Skip to content

DAVINTLAB/DATASUSAnalytics

Folders and files

NameName
Last commit message
Last commit date

Latest commit

 

History

30 Commits
 
 
 
 
 
 
 
 

Repository files navigation

Text-to-SQL Datasus Agent Evaluation

Evaluation of Text-to-SQL agent performance on Brazilian healthcare data (DATASUS/SIH-RS) using LLaMA 3.1:8b.

Overview

Dataset: 59 ground truth queries across three difficulty levels

  • EASY (25): Single table, basic filters, COUNT operations
  • MEDIUM (19): Multi-table JOINs, GROUP BY, aggregations
  • HARD (15): Complex JOINs, subqueries, mortality calculations

Model: Ollama LLaMA 3.1:8b Evaluation Date: November 3, 2025 Total Execution Time: 531.1s (9.0s avg per query)

Evaluation Metrics

Three metrics following Spider benchmark methodology:

Execution Accuracy (EX) - Primary metric

  • Percentage of queries returning correct results
  • Threshold: Score ≥ 0.8 considered correct
  • Most critical indicator of agent performance

Component Matching (CM)

  • Structural similarity between generated and ground truth SQL
  • Components: SELECT, FROM, WHERE, GROUP BY, ORDER BY, JOIN, nested queries
  • Measures semantic understanding despite different formulation

Exact Match (EM)

  • Binary match between generated and ground truth SQL
  • Least critical - multiple valid SQL queries can produce same results

Results

Summary

Metric Score
Agent Success Rate 100.0%
Execution Accuracy (EX) 81.6%
Component Matching (CM) 61.6%
Exact Match (EM) 16.9%

High EX (81.6%) with low EM (16.9%) indicates the agent generates semantically correct but syntactically different SQL queries.

▸ **Directives**
a: From the Text-to-SQL evaluation page, echo the passage that begins at the words "Text-to-SQL Datasus Agent" and stops after "avg per query)".
b: In the Text-to-SQL evaluation page, what score threshold makes a query count as correct under Execution Accuracy?
c: Can you write the next part of the Text-to-SQL evaluation page, picking up after its final sentence?

▸ **Provided material**
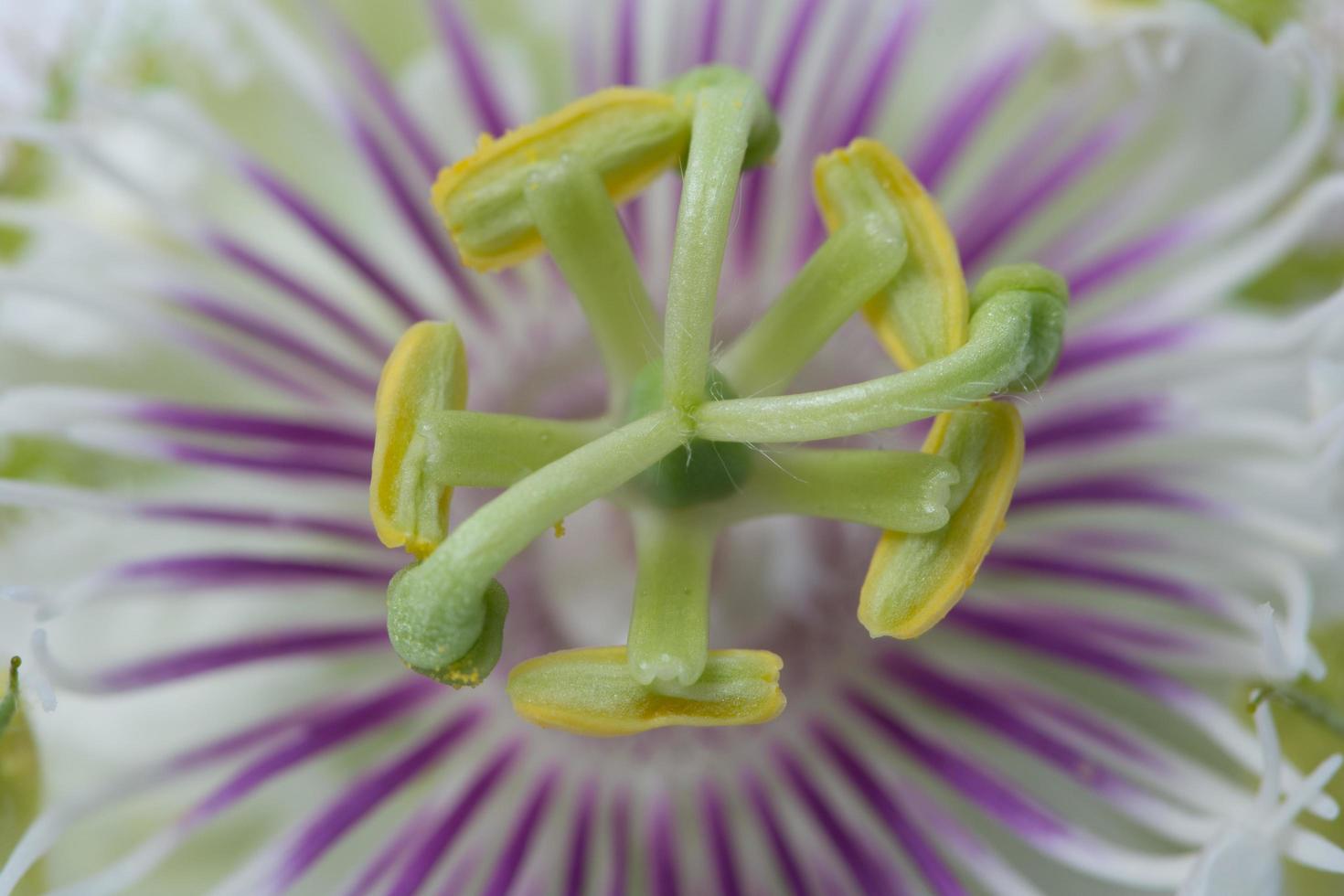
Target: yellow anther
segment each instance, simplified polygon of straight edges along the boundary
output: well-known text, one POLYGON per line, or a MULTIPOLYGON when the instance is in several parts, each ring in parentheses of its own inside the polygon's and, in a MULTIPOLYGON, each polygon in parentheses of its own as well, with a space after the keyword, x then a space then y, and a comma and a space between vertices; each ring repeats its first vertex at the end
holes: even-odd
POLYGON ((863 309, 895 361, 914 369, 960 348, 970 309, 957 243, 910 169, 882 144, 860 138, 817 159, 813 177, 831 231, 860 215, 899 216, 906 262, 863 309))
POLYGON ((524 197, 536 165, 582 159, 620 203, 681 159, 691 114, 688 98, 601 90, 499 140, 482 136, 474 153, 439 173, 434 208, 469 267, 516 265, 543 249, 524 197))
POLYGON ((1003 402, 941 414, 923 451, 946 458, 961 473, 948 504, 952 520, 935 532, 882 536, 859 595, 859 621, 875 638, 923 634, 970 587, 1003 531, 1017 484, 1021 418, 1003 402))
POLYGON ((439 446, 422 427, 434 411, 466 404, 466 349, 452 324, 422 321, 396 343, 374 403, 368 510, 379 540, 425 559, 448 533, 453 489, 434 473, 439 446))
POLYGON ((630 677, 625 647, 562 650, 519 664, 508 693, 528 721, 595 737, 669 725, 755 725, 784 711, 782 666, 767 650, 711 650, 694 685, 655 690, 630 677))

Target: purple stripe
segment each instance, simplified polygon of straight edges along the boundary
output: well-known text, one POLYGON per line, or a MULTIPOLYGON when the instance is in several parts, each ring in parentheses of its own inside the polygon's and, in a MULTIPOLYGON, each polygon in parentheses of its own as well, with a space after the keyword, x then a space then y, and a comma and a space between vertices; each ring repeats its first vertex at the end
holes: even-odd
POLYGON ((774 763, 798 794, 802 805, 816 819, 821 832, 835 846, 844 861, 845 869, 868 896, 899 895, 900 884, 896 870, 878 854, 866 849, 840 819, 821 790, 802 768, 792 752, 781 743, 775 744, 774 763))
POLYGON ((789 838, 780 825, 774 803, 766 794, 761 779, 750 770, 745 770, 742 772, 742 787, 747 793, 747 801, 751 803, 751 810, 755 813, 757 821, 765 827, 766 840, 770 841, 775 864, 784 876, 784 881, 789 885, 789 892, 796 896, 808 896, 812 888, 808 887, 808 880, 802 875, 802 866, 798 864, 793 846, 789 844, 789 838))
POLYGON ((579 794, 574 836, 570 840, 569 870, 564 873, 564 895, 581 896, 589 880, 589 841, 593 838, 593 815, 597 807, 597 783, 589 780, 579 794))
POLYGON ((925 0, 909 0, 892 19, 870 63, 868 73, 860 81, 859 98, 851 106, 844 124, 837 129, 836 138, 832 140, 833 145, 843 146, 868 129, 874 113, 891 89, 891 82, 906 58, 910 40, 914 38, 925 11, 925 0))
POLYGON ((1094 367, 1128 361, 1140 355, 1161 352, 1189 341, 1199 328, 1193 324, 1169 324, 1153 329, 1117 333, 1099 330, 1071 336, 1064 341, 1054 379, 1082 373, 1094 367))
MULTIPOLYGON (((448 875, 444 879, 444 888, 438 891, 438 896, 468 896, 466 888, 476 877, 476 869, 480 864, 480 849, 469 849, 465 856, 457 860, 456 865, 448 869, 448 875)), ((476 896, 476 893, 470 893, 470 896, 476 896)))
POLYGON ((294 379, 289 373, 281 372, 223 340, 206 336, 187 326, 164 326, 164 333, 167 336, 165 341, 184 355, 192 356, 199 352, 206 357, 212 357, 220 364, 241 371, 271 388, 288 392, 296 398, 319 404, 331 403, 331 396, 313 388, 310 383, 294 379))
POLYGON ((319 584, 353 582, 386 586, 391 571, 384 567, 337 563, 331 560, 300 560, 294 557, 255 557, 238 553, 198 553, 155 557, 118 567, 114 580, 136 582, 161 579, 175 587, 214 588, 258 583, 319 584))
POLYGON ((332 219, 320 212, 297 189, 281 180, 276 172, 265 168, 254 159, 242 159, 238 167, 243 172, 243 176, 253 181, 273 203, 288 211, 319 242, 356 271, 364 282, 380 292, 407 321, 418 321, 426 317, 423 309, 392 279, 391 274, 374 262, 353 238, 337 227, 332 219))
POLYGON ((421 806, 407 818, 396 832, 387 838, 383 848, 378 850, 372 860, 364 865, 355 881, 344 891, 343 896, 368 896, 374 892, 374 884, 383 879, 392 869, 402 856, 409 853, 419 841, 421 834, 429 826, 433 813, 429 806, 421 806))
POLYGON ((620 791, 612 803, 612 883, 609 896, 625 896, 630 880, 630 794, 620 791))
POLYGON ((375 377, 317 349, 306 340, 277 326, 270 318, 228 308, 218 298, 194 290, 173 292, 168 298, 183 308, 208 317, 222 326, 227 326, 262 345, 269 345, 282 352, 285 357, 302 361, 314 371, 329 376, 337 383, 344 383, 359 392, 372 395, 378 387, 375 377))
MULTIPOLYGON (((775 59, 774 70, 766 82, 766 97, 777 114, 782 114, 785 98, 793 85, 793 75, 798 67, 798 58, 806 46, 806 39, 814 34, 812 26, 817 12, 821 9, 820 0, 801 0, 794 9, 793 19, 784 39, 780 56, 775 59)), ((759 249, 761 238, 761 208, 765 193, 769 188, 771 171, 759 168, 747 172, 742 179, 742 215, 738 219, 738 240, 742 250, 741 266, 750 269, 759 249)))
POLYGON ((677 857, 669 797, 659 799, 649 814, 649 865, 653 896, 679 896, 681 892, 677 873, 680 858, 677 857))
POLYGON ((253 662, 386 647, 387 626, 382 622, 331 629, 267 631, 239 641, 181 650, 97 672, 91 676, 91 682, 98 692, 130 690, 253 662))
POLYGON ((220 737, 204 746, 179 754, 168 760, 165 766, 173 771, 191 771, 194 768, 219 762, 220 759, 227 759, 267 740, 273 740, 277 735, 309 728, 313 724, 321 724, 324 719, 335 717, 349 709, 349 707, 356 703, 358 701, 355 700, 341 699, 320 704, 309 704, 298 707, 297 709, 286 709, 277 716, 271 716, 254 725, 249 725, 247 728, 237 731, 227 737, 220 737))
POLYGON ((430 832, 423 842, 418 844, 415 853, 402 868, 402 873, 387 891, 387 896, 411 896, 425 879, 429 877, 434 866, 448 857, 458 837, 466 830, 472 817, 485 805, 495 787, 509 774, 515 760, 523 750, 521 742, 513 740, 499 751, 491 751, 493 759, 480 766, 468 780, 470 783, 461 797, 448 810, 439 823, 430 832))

▸ **Results in order**
a:
Text-to-SQL Datasus Agent Evaluation

Evaluation of Text-to-SQL agent performance on Brazilian healthcare data (DATASUS/SIH-RS) using LLaMA 3.1:8b.

Overview

Dataset: 59 ground truth queries across three difficulty levels

  • EASY (25): Single table, basic filters, COUNT operations
  • MEDIUM (19): Multi-table JOINs, GROUP BY, aggregations
  • HARD (15): Complex JOINs, subqueries, mortality calculations

Model: Ollama LLaMA 3.1:8b Evaluation Date: November 3, 2025 Total Execution Time: 531.1s (9.0s avg per query)

b: A score of 0.8 or higher.

c:
Performance Analysis

By Difficulty Level

Difficulty Questions Success Rate EX CM EM
EASY 25 100.0% (25/25) 96.0% 75.0% 16.0%
MEDIUM 19 100.0% (19/19) 78.9% 61.1% 15.8%
HARD 15 100.0% (15/15) 60.0% 43.3% 6.7%

Performance by Query Complexity

EASY Queries

  • Excellent execution accuracy (96.0%)
  • Strong component matching (75.0%)
  • Covers: Single table operations, basic filtering, COUNT aggregations, MIN/MAX operations

MEDIUM Queries

  • Good execution accuracy (78.9%)
  • Moderate component matching (61.1%)
  • Covers: Multi-table JOINs, GROUP BY operations, temporal filters

HARD Queries

  • Moderate execution accuracy (60.0%)
  • Lower component matching (43.3%)
  • Covers: Mortality rate calculations, nested subqueries, complex temporal analysis

Visualizations

Metrics Comparison

Metrics Comparison

Shows EX (81.6%) significantly exceeds EM (16.9%), indicating semantically correct but syntactically different SQL generation.

Performance by Difficulty

Difficulty Breakdown

Demonstrates performance degradation with increasing complexity. Gap between EX and EM widens for HARD queries.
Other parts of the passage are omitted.